## SET PROBLEM:
Which lines in the entries below contain the word "figure"? List each of those lines in full, matching case exactly.

Location identification items

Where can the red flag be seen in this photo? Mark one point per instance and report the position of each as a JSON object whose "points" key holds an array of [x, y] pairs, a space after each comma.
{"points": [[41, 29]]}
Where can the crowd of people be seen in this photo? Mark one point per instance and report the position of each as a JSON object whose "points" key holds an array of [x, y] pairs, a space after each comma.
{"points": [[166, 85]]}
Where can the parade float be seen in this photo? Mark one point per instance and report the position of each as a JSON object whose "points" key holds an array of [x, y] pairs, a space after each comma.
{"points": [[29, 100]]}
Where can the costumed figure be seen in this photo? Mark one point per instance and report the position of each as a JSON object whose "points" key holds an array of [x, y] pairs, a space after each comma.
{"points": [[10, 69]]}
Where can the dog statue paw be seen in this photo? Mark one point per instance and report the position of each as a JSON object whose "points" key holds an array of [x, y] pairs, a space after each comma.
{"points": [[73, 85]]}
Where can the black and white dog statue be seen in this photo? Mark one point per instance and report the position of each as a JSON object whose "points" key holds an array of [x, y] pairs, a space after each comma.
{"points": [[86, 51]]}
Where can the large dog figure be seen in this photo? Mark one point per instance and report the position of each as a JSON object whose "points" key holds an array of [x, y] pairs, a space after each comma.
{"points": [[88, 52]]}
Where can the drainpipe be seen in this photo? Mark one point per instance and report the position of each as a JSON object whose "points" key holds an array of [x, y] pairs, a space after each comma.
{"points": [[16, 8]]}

---

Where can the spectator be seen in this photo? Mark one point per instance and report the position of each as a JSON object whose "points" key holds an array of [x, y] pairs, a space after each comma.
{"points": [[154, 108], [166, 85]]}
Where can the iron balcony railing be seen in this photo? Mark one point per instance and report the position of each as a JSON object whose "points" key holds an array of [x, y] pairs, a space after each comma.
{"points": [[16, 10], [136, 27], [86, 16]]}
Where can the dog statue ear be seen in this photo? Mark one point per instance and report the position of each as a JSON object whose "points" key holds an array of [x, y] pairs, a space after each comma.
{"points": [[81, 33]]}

## FULL ANSWER:
Where can the costumed figure be seen in this photo? Mark one point per instance and report the position of each as a JSON object whose "points" key holds an array of [x, y] pairs, a space after each comma.
Where can the large dog figure be seen in this photo? Mark one point per instance and report the position of each as a JSON object whose "points" key holds an array of [x, y] pairs, a space after each comma.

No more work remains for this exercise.